Short problem 1: Give back every row below, the hat and bare tree trunk mask rows, line for line as they appear, but leave out the pictures.
Short problem 2: Write the next part of the LoRA tutorial below, picking up after its last line.

Document text:
LoRA (Low-Rank Adaptation) for Multi-Head Attention: Complete Tutorial
1. Introduction to LoRA
LoRA (Low-Rank Adaptation) is a parameter-efficient fine-tuning technique for large-scale pre-trained models. It allows us to adapt a model by introducing low-rank trainable matrices into certain parts of the network while keeping the original pre-trained weights frozen.
2. Core Idea
In standard training, a weight matrix $W \in \mathbb{R}^{d \times k}$ is updated directly. LoRA freezes $W$ and instead introduces a trainable low-rank perturbation:
$W’ = W + \Delta W \quad \text{where} \quad \Delta W = A B \quad A \in \mathbb{R}^{d \times r}, B \in \mathbb{R}^{r \times k}, r \ll \min(d, k)$
This allows only $A$ and $B$ to be trained.
Fig.~1 LORA fine-tuning the weights with intorducing the low-rank trainable matrices
Why Efficient?
- The full matrix $W$ has $d \times k$ parameters.
- LoRA adds $d \times r + r \times k = r (d + k)$ trainable parameters.
- For square matrices where $d = k$, LoRA has $2 \times r \times d$ parameters.
This is a massive reduction when $r \ll d$.
Why Can We Approximate a Matrix with a Low-Rank One?
Most real-world weight matrices contain significant redundancy. The effective information often lies in a low-dimensional subspace. Through Singular Value Decomposition (SVD):
$W = U \Sigma V^\top$
We can keep only the top $r$ singular values and associated vectors:
$W \approx U_r \Sigma_r V_r^\top = A B$
LoRA mimics this with trainable $A$ and $B$, assuming that the model only needs a low-dimensional update for fine-tuning. This insight drastically reduces the number of trainable parameters without a significant drop in performance.
3. Where LoRA is Applied in Attention
In Transformers, attention is computed as:
$\text{Attention}(Q, K, V) = \text{softmax}\left( \frac{Q K^\top}{\sqrt{d_k}} \right)V$
Where:
- $Q = X W^Q$, $K = X W^K$, $V = X W^V$
LoRA is usually applied to:
- $W^Q$, $W^V$
- Optionally $W^K$
Why Q and V?
To understand this intuitively, imagine a math classroom where tokens are students:
- Each student learns about a specific topic (e.g., algebra, geometry).
- Each student can ask questions (Query / Q) and answer questions (Value / V).
- Each student also wears a name tag (Key / K) that tells others what topic they are knowledgeable about.
Let’s extend the classroom analogy:
- Imagine you’re in a math classroom that was pre-trained on general math topics (arithmetic, algebra, calculus).
- Now you want to fine-tune the class for geometry.
Here’s what happens:
- Queries (Q): With LoRA, we teach students to ask more focused geometry-related questions. Instead of saying “What’s the rule here?”, they now ask, “What’s the rule for calculating the area of a triangle?”
- Values (V): We also train them to respond with more precise, domain-relevant information. Instead of giving a generic math fact, they now say: “The area of a triangle is 0.5 × base × height.”
So LoRA modifies both how students ask and answer questions to suit the new topic — geometry.

Data listing:
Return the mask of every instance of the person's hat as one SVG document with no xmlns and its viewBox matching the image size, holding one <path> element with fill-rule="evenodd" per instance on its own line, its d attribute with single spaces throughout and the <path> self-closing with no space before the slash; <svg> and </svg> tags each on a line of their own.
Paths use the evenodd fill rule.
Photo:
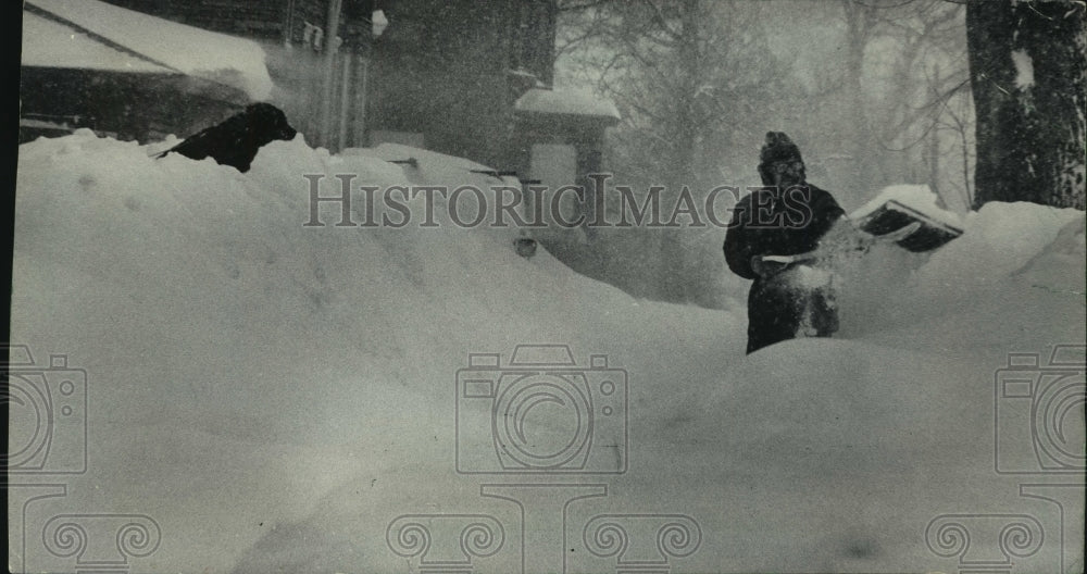
<svg viewBox="0 0 1087 574">
<path fill-rule="evenodd" d="M 785 132 L 766 132 L 766 142 L 759 153 L 759 163 L 769 165 L 779 161 L 796 160 L 802 162 L 800 148 L 785 135 Z"/>
</svg>

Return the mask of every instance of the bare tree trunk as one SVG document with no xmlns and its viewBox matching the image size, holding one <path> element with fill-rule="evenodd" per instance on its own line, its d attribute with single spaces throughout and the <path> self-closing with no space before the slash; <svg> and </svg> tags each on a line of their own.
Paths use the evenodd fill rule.
<svg viewBox="0 0 1087 574">
<path fill-rule="evenodd" d="M 699 0 L 683 0 L 679 4 L 680 28 L 676 55 L 679 68 L 683 71 L 680 85 L 676 90 L 676 134 L 675 153 L 673 155 L 672 177 L 670 177 L 669 201 L 665 204 L 670 209 L 676 198 L 679 197 L 684 186 L 696 187 L 695 158 L 698 145 L 698 121 L 696 97 L 700 76 L 702 74 L 702 63 L 699 54 Z M 680 240 L 680 229 L 666 228 L 662 230 L 661 237 L 661 285 L 664 297 L 674 301 L 688 301 L 690 295 L 686 292 L 686 285 L 689 284 L 684 276 L 686 265 L 683 241 Z"/>
<path fill-rule="evenodd" d="M 1084 209 L 1084 13 L 1074 1 L 966 5 L 975 208 L 1033 201 Z"/>
</svg>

Exercise output 1:
Return the mask of every instance of the person's hat as one SVG document with no xmlns and its viewBox matching the image size, holding one <path> element with fill-rule="evenodd" per instance on its own line, its d attribute with single spaces throughout and the <path> self-closing with no space before the slash; <svg> and </svg> tags each on a line of their own.
Paths use the evenodd fill rule.
Photo:
<svg viewBox="0 0 1087 574">
<path fill-rule="evenodd" d="M 785 132 L 766 132 L 766 142 L 759 153 L 759 163 L 769 165 L 779 161 L 796 160 L 802 162 L 800 148 L 785 135 Z"/>
</svg>

Return the mask of every instance of the bare tree trunk as one SVG document with no xmlns and its viewBox matching the image size, holding one <path> element with fill-rule="evenodd" per instance on its own line, its d attribute with single spaces throughout and the <path> self-closing with no space before the slash; <svg> and </svg> tags each on a line of their own.
Paths use the evenodd fill rule.
<svg viewBox="0 0 1087 574">
<path fill-rule="evenodd" d="M 699 0 L 683 0 L 679 4 L 680 28 L 676 55 L 679 68 L 683 71 L 680 85 L 676 90 L 676 134 L 675 153 L 673 155 L 672 177 L 670 177 L 669 201 L 665 204 L 670 209 L 676 198 L 679 197 L 684 186 L 696 187 L 695 158 L 698 145 L 698 121 L 696 97 L 700 76 L 702 74 L 702 63 L 699 54 Z M 680 240 L 680 229 L 666 228 L 662 230 L 661 237 L 661 285 L 664 297 L 674 301 L 688 301 L 690 295 L 686 292 L 686 285 L 689 284 L 684 276 L 686 265 L 683 241 Z"/>
<path fill-rule="evenodd" d="M 1084 209 L 1084 13 L 1074 1 L 966 5 L 975 208 L 1033 201 Z"/>
</svg>

Exercise output 2:
- Values (V) are the answers students give. With LoRA, we make sure the answers contain geometry-relevant information.
But what about Keys (K)?
- Keys are like the name tags or subject expertise labels students wear, indicating what they know.
Your concern is valid: if no student is labeled as a “geometry expert” (i.e., there is no pre-existing K for geometry), how can questions about geometry be matched to the right answers?
Here’s the insight:
- In pretraining, the model may not have explicit geometry tokens, but many tokens might partially relate to geometry (e.g., “shape,” “angle,” “proof”).
- LoRA adjusts Queries (Q) to align geometry questions toward existing Keys (K) that are semantically close.
- It also adjusts Values (V) to ensure those matched tokens return geometry-relevant content.
By doing this, we exploit the latent expressiveness of the pretrained model — even if no student had a “geometry” badge before, many had enough math foundation to help.
Updating K can cause instability:
- A token formerly recognized as an algebra expert might suddenly appear to specialize in geometry — but without learning how to actually answer geometry questions (unless V is also changed).
- This disrupts the learned alignment between Q and K and often hurts performance.
So instead of relabeling students (K), we teach students to direct their questions more effectively (Q) and provide new, relevant answers (V) using the same matching system.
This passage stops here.